▶ _Stated exercise_
State how many lines of the listing below contain the word "smartphone", giving only the number.

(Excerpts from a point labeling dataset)

-- Start --

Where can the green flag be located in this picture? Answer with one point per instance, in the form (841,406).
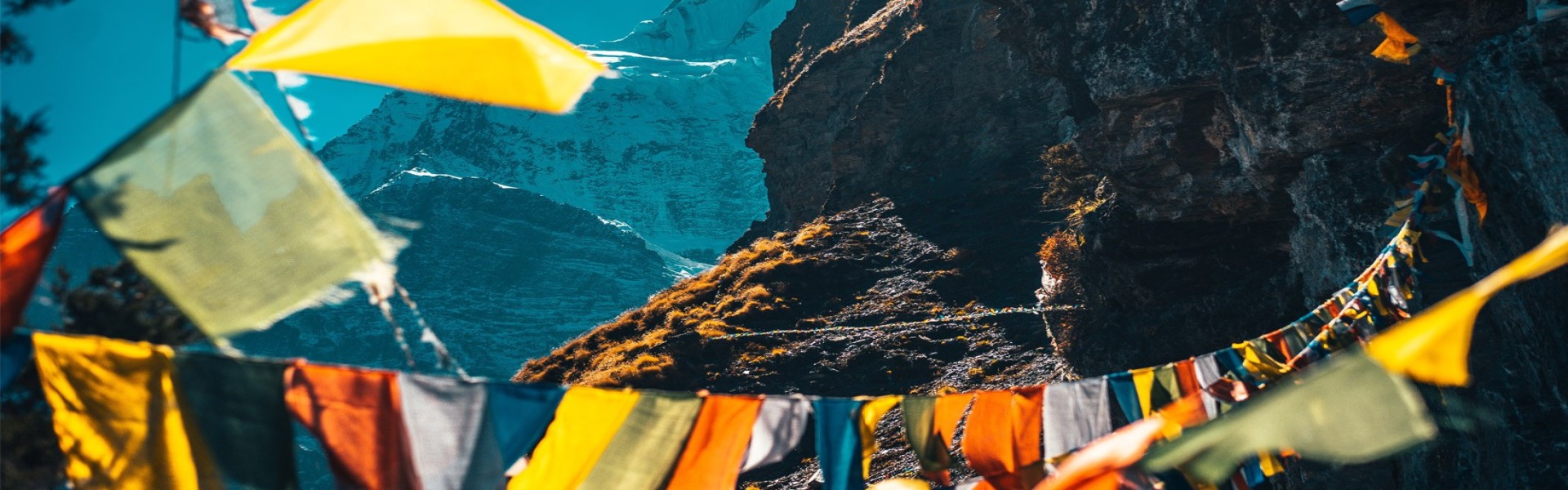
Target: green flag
(1349,410)
(218,204)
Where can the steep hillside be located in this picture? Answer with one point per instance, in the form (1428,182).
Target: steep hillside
(1187,175)
(659,146)
(490,265)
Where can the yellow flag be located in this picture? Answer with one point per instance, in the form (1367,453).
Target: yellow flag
(1433,347)
(872,413)
(466,49)
(117,415)
(1143,382)
(586,423)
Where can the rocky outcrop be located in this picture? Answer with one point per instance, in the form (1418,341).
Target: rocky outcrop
(1189,173)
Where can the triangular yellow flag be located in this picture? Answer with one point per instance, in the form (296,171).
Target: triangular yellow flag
(468,49)
(1433,347)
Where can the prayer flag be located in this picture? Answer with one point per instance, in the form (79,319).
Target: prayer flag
(218,204)
(1433,347)
(586,423)
(521,413)
(1358,11)
(1002,439)
(717,445)
(1099,466)
(1075,415)
(242,418)
(840,443)
(449,432)
(780,425)
(1126,393)
(1399,44)
(356,415)
(117,415)
(1256,362)
(929,423)
(468,49)
(1346,412)
(647,447)
(24,248)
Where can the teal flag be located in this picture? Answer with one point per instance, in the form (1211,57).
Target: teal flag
(238,413)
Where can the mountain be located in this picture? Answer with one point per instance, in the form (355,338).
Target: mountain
(488,265)
(1178,176)
(657,146)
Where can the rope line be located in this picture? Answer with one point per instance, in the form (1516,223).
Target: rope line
(941,319)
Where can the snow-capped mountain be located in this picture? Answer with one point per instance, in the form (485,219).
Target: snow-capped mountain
(659,148)
(501,274)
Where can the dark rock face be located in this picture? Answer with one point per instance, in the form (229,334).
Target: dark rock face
(1205,173)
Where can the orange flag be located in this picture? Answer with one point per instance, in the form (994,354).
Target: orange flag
(354,413)
(1099,466)
(24,247)
(1002,439)
(717,443)
(1399,44)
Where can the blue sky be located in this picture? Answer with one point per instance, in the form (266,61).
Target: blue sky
(104,66)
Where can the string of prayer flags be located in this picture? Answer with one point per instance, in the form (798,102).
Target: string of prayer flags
(356,415)
(1358,11)
(586,421)
(1075,413)
(466,49)
(240,418)
(1459,168)
(717,445)
(448,426)
(1433,347)
(519,415)
(1349,410)
(782,423)
(1397,42)
(24,248)
(642,454)
(117,413)
(1258,362)
(234,222)
(1002,439)
(1101,464)
(930,425)
(16,352)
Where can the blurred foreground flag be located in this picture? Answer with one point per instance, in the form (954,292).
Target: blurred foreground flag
(1346,412)
(1433,347)
(24,247)
(218,204)
(466,49)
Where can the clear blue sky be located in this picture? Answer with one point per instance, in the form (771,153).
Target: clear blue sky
(104,66)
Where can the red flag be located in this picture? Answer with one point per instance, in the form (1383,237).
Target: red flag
(24,247)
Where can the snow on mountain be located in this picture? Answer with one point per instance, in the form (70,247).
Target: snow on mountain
(659,148)
(501,274)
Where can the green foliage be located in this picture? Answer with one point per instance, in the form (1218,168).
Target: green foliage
(20,168)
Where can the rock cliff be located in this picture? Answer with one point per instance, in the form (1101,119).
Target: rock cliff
(1184,175)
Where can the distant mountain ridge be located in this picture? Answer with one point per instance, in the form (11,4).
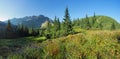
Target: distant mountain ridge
(103,22)
(30,21)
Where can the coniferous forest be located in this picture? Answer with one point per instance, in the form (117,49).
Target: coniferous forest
(39,37)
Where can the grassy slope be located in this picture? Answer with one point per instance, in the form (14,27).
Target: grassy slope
(87,44)
(105,21)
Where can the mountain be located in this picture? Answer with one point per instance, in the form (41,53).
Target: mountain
(104,22)
(30,21)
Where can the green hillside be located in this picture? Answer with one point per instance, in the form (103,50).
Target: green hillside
(103,22)
(84,45)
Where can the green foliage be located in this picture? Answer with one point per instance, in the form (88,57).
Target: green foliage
(92,45)
(67,23)
(97,23)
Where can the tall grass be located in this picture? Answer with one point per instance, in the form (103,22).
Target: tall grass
(86,45)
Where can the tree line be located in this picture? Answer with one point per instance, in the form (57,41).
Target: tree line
(53,29)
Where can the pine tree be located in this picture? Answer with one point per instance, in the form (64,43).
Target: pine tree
(9,26)
(88,26)
(67,23)
(93,20)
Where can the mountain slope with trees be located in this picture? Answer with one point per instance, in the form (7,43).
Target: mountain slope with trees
(97,22)
(30,21)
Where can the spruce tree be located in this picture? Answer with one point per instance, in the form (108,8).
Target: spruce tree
(113,26)
(9,26)
(67,23)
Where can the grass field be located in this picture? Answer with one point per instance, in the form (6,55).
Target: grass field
(84,45)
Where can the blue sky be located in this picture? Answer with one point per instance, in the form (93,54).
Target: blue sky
(51,8)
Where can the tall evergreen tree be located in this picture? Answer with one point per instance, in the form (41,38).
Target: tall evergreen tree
(88,26)
(94,19)
(113,26)
(9,26)
(67,23)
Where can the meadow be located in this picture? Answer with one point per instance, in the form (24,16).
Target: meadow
(87,44)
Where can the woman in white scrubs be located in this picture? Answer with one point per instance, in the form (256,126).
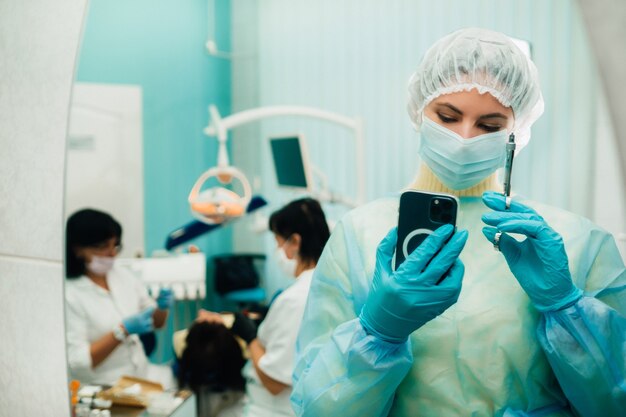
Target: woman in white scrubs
(106,307)
(301,232)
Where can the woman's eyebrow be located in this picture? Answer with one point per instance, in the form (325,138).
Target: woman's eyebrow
(451,107)
(493,115)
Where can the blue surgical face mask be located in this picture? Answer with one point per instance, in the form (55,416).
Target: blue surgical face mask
(461,163)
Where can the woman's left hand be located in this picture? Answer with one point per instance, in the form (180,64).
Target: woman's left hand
(539,262)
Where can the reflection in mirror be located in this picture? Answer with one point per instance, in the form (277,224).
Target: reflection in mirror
(135,148)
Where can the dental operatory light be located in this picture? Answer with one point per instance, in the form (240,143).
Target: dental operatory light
(218,204)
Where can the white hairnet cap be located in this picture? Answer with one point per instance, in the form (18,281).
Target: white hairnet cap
(484,60)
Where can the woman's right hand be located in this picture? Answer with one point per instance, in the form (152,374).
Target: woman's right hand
(423,287)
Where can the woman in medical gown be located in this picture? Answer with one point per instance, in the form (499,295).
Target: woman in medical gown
(534,329)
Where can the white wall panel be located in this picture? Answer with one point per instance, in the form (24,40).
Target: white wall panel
(38,50)
(33,369)
(38,46)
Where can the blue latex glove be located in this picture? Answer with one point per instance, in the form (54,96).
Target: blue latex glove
(140,323)
(402,301)
(539,262)
(165,300)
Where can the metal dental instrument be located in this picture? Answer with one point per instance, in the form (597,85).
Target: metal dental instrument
(508,168)
(496,241)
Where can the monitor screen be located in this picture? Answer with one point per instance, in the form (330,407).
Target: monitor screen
(290,162)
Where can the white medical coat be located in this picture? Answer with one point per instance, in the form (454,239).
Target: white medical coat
(278,334)
(91,312)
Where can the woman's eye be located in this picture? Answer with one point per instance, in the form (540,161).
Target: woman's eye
(490,128)
(445,118)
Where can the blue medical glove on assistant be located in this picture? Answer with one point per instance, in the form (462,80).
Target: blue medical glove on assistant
(539,263)
(402,301)
(140,323)
(165,299)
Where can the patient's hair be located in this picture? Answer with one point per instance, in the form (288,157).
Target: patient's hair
(212,357)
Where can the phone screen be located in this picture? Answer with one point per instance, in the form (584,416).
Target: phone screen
(420,214)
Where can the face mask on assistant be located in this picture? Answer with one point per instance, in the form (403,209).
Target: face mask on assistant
(100,265)
(288,266)
(461,163)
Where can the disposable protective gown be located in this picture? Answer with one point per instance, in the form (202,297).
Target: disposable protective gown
(490,354)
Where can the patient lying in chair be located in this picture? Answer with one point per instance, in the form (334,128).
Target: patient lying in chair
(211,354)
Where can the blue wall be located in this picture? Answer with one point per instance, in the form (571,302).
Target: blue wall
(159,45)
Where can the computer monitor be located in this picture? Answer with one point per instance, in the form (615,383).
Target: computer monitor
(291,162)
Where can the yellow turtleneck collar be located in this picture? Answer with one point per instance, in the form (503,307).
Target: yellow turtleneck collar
(427,181)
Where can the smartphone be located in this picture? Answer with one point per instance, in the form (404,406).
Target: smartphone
(419,215)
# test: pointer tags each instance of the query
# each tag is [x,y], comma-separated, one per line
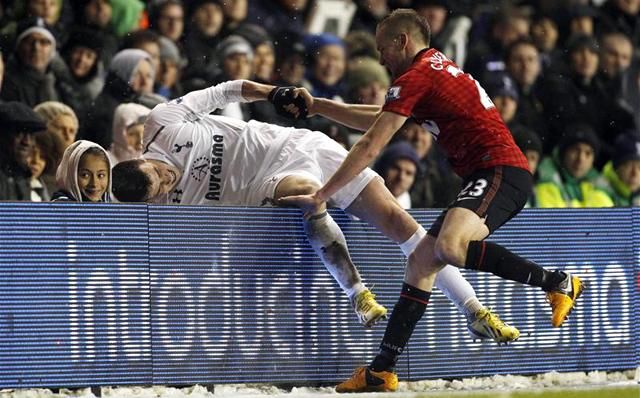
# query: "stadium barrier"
[143,294]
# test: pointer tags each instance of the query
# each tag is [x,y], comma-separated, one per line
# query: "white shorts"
[313,155]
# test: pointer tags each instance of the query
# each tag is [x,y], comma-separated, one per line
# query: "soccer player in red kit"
[456,110]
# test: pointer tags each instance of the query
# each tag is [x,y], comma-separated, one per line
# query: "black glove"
[284,102]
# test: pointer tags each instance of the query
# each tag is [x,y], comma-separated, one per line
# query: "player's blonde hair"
[406,20]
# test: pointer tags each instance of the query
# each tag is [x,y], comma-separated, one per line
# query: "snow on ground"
[406,389]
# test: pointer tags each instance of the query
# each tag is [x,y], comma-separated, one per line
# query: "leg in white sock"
[329,243]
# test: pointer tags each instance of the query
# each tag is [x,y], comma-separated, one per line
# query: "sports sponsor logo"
[392,94]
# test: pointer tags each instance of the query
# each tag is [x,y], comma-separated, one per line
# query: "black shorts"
[496,194]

-- End --

▶ _Response to this task_
2